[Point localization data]
════════

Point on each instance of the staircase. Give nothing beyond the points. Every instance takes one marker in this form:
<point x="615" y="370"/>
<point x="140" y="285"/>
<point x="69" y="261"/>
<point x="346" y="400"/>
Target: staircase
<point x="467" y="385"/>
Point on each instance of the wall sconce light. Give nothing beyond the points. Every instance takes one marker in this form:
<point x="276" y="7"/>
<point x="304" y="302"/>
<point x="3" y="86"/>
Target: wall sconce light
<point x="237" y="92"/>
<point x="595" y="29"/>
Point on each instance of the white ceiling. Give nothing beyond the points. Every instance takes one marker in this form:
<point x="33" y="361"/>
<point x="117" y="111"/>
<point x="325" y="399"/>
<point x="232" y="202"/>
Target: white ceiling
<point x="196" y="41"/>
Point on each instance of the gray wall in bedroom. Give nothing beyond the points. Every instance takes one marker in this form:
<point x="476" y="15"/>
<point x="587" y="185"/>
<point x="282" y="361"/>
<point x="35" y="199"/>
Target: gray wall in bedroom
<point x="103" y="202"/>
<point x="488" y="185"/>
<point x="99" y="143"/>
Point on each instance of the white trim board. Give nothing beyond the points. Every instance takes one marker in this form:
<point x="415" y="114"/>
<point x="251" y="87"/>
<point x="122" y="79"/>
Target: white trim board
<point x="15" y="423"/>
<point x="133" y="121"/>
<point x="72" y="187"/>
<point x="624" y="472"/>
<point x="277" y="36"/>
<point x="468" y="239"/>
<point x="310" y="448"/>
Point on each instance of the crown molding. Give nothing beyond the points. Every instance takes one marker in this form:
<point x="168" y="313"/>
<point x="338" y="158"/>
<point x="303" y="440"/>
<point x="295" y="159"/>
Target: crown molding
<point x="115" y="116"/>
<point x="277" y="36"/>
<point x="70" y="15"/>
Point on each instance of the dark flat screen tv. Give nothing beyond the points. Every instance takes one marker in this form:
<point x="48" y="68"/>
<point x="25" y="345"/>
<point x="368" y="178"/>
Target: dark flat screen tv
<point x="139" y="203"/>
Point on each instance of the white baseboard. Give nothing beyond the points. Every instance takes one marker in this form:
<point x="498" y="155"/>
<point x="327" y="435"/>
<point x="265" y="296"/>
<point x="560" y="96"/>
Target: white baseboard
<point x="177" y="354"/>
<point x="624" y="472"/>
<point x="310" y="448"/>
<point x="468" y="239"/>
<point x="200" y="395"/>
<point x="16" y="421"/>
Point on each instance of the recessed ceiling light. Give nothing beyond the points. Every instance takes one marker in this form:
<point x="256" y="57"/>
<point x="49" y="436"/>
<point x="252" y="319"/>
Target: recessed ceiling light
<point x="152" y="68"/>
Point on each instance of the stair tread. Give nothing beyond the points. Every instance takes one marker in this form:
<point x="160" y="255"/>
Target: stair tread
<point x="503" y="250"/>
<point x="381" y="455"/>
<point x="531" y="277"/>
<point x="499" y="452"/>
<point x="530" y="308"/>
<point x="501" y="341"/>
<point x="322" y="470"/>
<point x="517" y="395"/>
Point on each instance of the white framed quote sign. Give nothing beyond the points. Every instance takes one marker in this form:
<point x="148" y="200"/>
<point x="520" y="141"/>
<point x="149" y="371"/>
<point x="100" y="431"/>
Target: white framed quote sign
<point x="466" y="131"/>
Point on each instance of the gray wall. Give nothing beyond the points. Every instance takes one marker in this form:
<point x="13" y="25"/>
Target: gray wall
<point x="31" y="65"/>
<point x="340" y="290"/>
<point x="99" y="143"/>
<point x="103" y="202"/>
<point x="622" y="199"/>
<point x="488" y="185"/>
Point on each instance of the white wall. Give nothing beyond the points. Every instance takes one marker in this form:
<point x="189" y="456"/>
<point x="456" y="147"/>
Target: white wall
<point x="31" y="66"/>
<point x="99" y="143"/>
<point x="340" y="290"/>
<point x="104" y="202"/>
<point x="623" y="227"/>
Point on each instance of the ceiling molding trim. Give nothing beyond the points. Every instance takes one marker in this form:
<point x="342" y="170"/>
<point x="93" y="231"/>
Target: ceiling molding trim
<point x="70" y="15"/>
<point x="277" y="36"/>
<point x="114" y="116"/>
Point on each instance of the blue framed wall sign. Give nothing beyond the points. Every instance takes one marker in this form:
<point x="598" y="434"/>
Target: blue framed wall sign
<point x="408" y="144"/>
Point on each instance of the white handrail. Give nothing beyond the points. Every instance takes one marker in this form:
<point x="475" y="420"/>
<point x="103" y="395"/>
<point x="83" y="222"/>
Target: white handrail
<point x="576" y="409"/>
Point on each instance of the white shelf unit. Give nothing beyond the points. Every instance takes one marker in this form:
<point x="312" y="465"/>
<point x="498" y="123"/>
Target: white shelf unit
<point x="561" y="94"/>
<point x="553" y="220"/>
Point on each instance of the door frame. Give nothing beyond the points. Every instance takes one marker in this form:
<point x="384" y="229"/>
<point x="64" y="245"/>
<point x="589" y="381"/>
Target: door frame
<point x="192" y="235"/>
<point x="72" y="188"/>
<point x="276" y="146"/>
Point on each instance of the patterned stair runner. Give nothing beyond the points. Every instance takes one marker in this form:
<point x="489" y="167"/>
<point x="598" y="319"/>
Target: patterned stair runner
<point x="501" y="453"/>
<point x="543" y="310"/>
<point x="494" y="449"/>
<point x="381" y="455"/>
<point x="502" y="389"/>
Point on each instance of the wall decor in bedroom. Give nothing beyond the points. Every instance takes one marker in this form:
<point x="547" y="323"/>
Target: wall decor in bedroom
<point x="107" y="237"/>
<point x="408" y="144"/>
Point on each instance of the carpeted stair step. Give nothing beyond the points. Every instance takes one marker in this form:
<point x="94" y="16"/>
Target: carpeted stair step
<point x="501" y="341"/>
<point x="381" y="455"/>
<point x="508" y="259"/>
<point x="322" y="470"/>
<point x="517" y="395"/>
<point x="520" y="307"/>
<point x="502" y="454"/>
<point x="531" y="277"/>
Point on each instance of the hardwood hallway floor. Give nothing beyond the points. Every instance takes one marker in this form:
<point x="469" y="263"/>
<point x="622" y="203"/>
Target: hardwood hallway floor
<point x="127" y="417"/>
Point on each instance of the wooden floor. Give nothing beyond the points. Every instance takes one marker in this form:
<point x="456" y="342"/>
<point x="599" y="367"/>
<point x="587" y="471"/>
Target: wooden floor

════════

Problem requirements: Go through the records and output them all, word for word.

Written solution:
Point on each instance of the staircase. Give nothing beyond the points. Every instance takes one marker in this form:
<point x="615" y="370"/>
<point x="140" y="285"/>
<point x="69" y="261"/>
<point x="346" y="400"/>
Target: staircase
<point x="467" y="385"/>
Point on each instance of the wall sconce light. Give nothing beyond the points. Every instance takes one marker in this form:
<point x="276" y="7"/>
<point x="304" y="302"/>
<point x="3" y="86"/>
Target: wall sconce light
<point x="237" y="92"/>
<point x="595" y="29"/>
Point on each instance of the white ceiling. Give nothing beyond the points. Every instance takes one marker in this form:
<point x="33" y="361"/>
<point x="117" y="111"/>
<point x="325" y="399"/>
<point x="232" y="202"/>
Target: white ceiling
<point x="196" y="41"/>
Point on each instance of the gray wall in bedroom. Give nothing beyond the points. Every instance takes one marker in this form:
<point x="476" y="15"/>
<point x="587" y="185"/>
<point x="282" y="361"/>
<point x="35" y="199"/>
Target: gray wall in bedroom
<point x="103" y="202"/>
<point x="488" y="185"/>
<point x="99" y="143"/>
Point on each instance of the white trim board. Give nothing beyond the points. Every instance takes one marker in this form:
<point x="415" y="114"/>
<point x="251" y="87"/>
<point x="122" y="79"/>
Target: white trim board
<point x="15" y="423"/>
<point x="133" y="121"/>
<point x="72" y="187"/>
<point x="624" y="472"/>
<point x="277" y="36"/>
<point x="468" y="239"/>
<point x="310" y="448"/>
Point on each instance of the crown molding. Give nothing beyond the points. Every instance takes one marker in this form:
<point x="168" y="313"/>
<point x="338" y="158"/>
<point x="303" y="440"/>
<point x="295" y="159"/>
Target: crown molding
<point x="115" y="116"/>
<point x="277" y="36"/>
<point x="70" y="15"/>
Point on each instance of the dark flat screen tv. Give nothing beyond the points. Every instance takes one marker in this form:
<point x="48" y="68"/>
<point x="25" y="345"/>
<point x="368" y="178"/>
Target: dark flat screen tv
<point x="139" y="203"/>
Point on each instance of the white baseboard. Give nothing beyond the points. Every instance takes one marker in this form:
<point x="498" y="155"/>
<point x="327" y="435"/>
<point x="265" y="296"/>
<point x="560" y="96"/>
Target: white baseboard
<point x="177" y="354"/>
<point x="624" y="472"/>
<point x="310" y="448"/>
<point x="468" y="239"/>
<point x="200" y="395"/>
<point x="16" y="421"/>
Point on each instance of the recessed ceiling light. Give nothing beyond the points. Every instance takes one marker in this form:
<point x="256" y="57"/>
<point x="49" y="436"/>
<point x="252" y="319"/>
Target: recessed ceiling light
<point x="152" y="68"/>
Point on each instance of the stair tread. Give nothing beyond the points. Every instance takes one marker in this form:
<point x="160" y="255"/>
Target: stair tread
<point x="503" y="250"/>
<point x="381" y="455"/>
<point x="531" y="277"/>
<point x="499" y="452"/>
<point x="530" y="308"/>
<point x="501" y="341"/>
<point x="322" y="470"/>
<point x="517" y="395"/>
Point on each instance of the white framed quote sign. Give nothing beyond the points. Every instance takes one marker in this form:
<point x="148" y="200"/>
<point x="520" y="141"/>
<point x="149" y="371"/>
<point x="100" y="431"/>
Target: white framed quote sign
<point x="466" y="131"/>
Point on each instance of the gray wall. Give nothing beyond the points. Every instance takes one marker in this form:
<point x="13" y="25"/>
Target: gray wall
<point x="31" y="65"/>
<point x="340" y="290"/>
<point x="99" y="143"/>
<point x="103" y="202"/>
<point x="622" y="199"/>
<point x="488" y="185"/>
Point on each instance of the white wall. Give nothing beyond the points. Every instance takes one marker in this form:
<point x="189" y="456"/>
<point x="456" y="147"/>
Target: white wall
<point x="31" y="66"/>
<point x="99" y="143"/>
<point x="340" y="290"/>
<point x="104" y="202"/>
<point x="623" y="227"/>
Point on each instance of the ceiling molding trim. Give nothing beyond the points. Every instance takes one marker in this form:
<point x="342" y="170"/>
<point x="93" y="231"/>
Target: ceiling molding trim
<point x="70" y="15"/>
<point x="277" y="36"/>
<point x="114" y="116"/>
Point on each instance of the blue framed wall sign. Give nothing beyond the points. Every instance takes one marker in this form:
<point x="598" y="434"/>
Target: blue framed wall sign
<point x="408" y="144"/>
Point on each instance of the white handrail. Give nothing beyond the points. Every instance takes one marker in this form:
<point x="475" y="420"/>
<point x="103" y="395"/>
<point x="83" y="222"/>
Target: white handrail
<point x="576" y="409"/>
Point on each instance of the white shelf unit. Give nothing beyond the points. Every instance takes one marker in this form:
<point x="312" y="465"/>
<point x="498" y="123"/>
Target: white shelf unit
<point x="561" y="94"/>
<point x="553" y="220"/>
Point on each instance of the door frame. Give nothing beyond the points. Every instance takes one marker in this form:
<point x="384" y="229"/>
<point x="64" y="245"/>
<point x="589" y="381"/>
Target: door frame
<point x="192" y="235"/>
<point x="72" y="188"/>
<point x="276" y="146"/>
Point on each instance of the patterned stair runner. Give nothing beyond the points. Every instance takes one marker in this form:
<point x="489" y="167"/>
<point x="598" y="319"/>
Target: patterned stair runner
<point x="501" y="453"/>
<point x="543" y="310"/>
<point x="494" y="449"/>
<point x="381" y="455"/>
<point x="502" y="389"/>
Point on each instance of the wall decor in bedroom. Give nothing beyond the points. Every instance takes one marker in this form:
<point x="547" y="323"/>
Target: wall decor in bedroom
<point x="107" y="237"/>
<point x="408" y="144"/>
Point on each instance of the carpeted stair step. Give nothing beyond the points. Every instance takes one marker in this form:
<point x="94" y="16"/>
Target: carpeted stair step
<point x="501" y="341"/>
<point x="381" y="455"/>
<point x="508" y="259"/>
<point x="322" y="470"/>
<point x="517" y="395"/>
<point x="520" y="307"/>
<point x="502" y="454"/>
<point x="531" y="277"/>
Point on each instance of the hardwood hallway floor. Give nothing beyond the points. Every instance takes one marker in this form:
<point x="469" y="263"/>
<point x="622" y="203"/>
Target: hardwood hallway floor
<point x="127" y="417"/>
Point on each instance of the wooden floor. Give nothing beyond the points. Every instance takes one marker in this form:
<point x="456" y="342"/>
<point x="599" y="367"/>
<point x="587" y="471"/>
Target: wooden floor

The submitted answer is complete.